Exercise passage below:
Eligible patients with multiple sclerosis should be able to get routine access to Biogen’s Zinbryta on the NHS in the next few months following a green light from cost regulators.
The National Institute for Health and Care Excellence (NICE) has published a final appraisal determination recomending the drug for the treatment of adult patients living with relapsing-remitting multiple sclerosis (RRMS).
However, it has stipulated that, in order to access NHS funding, the patient must have active RRMS that has previously been treated with disease-modifying therapy or rapidly evolving severe RRMS, and treatment with alemtuzumab is contraindicated or otherwise unsuitable.
Also, the advice is contingent on the continued provision of the patient access scheme, which provides a simple discount to the list price of the drug, with the discount applied at the point of purchase or invoice.
Zinbryta (daclizumab), a human monoclonal antibody that modulates interleukin-2 signalling to reduce central nervous system pathology, and the occurrence of relapses and disability progression, was cleared in Europe in July last year.
Its approval was centred on data from two clinical trials showing that once-monthly subcutaneous administration of Zinbryta was linked with a statistically-significant reduction in the annual relapse rate of MS.
In the DECIDE trial, this reduction was 45 percent compared with Avonex, while in the SELECT study it was 54 percent versus placebo.
On the safety side, more serious skin reactions and raised liver enzyme levels were reported in patients taking the drug.
End of Exercise passage.
• _Tasks_:
a – In the Zinbryta article, transcribe the text starting with "Zinbryta (daclizumab), a" and going on through "rate of MS.".
b – What reduction in the annual relapse rate did the DECIDE trial show for Zinbryta compared with Avonex, according to the Zinbryta article?
Study material below:
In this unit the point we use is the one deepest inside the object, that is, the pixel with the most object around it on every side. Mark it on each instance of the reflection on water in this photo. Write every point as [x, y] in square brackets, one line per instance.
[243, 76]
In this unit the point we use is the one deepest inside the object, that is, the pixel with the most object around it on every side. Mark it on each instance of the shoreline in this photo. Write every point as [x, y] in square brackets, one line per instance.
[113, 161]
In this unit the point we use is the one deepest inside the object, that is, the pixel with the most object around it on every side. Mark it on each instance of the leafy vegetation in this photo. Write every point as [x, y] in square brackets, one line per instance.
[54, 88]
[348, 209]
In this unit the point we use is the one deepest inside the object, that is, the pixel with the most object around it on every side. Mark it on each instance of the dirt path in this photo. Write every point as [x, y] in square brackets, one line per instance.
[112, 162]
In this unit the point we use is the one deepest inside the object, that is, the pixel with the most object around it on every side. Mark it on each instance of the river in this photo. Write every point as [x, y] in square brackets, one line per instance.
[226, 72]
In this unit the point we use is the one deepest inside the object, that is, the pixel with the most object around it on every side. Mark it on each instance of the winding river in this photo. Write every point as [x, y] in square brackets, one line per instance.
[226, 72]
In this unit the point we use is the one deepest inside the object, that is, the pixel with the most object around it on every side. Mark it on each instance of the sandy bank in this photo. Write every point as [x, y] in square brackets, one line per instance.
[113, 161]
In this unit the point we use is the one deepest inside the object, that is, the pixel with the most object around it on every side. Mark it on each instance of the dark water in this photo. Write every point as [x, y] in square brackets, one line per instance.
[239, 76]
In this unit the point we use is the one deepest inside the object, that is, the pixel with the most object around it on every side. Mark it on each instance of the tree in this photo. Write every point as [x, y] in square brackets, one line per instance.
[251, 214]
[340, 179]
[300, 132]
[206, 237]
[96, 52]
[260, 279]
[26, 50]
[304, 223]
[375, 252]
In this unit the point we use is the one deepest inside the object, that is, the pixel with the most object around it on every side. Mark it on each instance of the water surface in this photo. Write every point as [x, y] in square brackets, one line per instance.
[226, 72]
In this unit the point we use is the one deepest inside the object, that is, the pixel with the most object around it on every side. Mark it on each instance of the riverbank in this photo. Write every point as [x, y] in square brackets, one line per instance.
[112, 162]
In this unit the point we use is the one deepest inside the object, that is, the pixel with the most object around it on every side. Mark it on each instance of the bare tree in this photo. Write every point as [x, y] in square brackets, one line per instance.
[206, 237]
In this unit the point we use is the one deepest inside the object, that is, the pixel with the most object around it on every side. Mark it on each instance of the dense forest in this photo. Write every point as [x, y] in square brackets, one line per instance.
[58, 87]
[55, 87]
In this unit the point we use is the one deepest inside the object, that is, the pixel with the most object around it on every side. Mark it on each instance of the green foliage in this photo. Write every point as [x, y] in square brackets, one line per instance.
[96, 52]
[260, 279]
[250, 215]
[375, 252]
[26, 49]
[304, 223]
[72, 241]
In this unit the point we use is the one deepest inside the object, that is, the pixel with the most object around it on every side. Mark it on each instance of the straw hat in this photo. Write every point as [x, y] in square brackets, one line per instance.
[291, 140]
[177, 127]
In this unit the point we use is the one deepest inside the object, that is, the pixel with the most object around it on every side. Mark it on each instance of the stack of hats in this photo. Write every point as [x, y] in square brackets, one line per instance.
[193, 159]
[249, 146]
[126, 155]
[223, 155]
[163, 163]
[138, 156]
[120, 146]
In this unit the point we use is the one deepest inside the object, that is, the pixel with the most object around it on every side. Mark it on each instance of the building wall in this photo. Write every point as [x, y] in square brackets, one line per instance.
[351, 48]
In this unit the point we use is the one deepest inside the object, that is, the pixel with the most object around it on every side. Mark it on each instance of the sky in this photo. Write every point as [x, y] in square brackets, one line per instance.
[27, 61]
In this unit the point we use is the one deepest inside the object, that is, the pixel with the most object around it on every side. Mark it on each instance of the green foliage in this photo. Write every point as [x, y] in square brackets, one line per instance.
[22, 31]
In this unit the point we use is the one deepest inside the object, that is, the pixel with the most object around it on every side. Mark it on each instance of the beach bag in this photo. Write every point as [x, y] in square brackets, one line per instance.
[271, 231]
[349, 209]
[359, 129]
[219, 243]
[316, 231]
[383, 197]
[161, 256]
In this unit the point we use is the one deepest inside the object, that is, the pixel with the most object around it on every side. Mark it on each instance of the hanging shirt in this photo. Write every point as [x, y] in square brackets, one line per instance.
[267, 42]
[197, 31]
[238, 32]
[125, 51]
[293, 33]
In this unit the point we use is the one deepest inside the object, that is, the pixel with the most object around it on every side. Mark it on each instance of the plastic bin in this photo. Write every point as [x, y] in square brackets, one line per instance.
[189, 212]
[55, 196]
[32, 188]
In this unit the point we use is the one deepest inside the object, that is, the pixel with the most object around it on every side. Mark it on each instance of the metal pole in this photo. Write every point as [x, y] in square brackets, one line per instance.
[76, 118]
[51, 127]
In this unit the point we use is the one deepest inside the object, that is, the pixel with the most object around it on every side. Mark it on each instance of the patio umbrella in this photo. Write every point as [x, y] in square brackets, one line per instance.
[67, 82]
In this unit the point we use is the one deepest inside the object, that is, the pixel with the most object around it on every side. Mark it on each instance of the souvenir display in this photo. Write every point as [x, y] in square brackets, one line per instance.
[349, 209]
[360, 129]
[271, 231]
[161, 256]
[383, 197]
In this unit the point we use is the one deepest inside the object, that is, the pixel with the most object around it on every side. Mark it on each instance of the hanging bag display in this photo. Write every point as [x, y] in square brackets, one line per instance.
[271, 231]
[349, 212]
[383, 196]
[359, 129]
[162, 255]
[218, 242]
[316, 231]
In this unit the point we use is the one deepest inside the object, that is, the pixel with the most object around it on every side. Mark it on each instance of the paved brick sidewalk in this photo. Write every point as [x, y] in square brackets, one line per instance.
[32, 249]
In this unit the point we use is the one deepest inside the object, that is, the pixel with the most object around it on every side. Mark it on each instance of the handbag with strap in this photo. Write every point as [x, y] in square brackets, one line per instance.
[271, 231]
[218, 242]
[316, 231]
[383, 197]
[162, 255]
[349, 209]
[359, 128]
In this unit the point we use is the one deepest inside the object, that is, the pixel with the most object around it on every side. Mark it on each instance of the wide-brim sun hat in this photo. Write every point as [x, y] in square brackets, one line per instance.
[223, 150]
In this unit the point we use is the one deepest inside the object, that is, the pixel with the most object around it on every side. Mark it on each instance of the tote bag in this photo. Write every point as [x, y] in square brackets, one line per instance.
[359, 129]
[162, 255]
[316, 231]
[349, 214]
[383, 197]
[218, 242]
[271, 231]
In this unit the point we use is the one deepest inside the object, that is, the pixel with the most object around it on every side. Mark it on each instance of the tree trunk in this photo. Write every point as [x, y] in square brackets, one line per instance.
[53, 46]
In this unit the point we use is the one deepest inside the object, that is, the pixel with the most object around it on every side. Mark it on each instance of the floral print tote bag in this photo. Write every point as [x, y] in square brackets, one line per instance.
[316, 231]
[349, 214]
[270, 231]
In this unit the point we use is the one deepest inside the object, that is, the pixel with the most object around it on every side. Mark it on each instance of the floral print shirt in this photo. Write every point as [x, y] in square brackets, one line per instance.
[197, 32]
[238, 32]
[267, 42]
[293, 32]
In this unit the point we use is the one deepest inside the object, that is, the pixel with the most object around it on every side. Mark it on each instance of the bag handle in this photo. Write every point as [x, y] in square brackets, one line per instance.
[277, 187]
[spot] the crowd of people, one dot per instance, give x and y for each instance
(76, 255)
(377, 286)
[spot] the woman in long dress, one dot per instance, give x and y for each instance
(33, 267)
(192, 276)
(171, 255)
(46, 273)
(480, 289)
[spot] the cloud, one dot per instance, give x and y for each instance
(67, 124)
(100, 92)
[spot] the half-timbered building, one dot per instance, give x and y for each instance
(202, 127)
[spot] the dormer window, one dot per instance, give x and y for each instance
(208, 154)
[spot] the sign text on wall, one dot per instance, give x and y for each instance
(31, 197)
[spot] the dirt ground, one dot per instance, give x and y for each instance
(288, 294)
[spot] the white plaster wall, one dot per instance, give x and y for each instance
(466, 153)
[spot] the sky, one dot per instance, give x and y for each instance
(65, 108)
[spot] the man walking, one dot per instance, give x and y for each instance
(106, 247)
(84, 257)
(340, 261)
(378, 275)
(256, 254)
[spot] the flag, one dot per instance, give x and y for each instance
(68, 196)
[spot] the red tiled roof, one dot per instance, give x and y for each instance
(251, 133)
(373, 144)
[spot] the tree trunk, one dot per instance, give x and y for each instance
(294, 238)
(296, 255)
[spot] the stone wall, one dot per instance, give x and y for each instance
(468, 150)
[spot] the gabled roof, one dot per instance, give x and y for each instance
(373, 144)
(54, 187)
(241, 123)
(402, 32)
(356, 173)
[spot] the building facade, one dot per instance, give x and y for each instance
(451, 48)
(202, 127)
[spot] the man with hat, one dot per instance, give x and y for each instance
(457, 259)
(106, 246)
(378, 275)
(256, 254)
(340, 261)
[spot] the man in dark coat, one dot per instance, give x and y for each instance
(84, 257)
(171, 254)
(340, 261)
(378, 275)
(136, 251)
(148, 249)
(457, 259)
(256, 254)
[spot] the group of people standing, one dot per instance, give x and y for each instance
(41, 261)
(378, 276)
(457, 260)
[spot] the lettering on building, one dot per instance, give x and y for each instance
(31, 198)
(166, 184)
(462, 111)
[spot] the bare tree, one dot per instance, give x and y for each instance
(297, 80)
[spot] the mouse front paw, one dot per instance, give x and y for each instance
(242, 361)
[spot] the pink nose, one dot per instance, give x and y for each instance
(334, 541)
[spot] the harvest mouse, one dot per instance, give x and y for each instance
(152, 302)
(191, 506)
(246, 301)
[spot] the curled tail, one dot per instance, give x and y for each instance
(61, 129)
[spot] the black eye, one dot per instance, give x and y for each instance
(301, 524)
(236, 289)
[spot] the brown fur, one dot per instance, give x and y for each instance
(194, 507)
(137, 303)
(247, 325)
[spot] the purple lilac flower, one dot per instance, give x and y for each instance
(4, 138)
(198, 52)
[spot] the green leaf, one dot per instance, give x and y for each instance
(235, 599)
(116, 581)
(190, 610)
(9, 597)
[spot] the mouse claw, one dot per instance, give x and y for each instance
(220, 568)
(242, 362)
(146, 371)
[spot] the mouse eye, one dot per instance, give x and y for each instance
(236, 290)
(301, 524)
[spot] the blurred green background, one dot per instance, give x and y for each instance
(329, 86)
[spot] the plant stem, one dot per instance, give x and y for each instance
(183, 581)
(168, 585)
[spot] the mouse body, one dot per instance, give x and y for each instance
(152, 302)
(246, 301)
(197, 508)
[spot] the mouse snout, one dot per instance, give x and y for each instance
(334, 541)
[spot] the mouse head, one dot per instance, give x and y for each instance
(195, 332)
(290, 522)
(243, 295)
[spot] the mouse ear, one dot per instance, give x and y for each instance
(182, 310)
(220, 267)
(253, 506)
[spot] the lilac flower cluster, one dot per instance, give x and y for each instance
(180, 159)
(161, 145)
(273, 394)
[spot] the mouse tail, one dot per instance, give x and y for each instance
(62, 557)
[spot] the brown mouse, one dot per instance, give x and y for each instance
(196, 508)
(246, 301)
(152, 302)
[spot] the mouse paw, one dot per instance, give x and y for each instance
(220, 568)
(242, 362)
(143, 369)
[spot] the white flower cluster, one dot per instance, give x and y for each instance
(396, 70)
End of Study material.
• _Results by task_:
a –
Zinbryta (daclizumab), a human monoclonal antibody that modulates interleukin-2 signalling to reduce central nervous system pathology, and the occurrence of relapses and disability progression, was cleared in Europe in July last year.
Its approval was centred on data from two clinical trials showing that once-monthly subcutaneous administration of Zinbryta was linked with a statistically-significant reduction in the annual relapse rate of MS.

b – 45 percent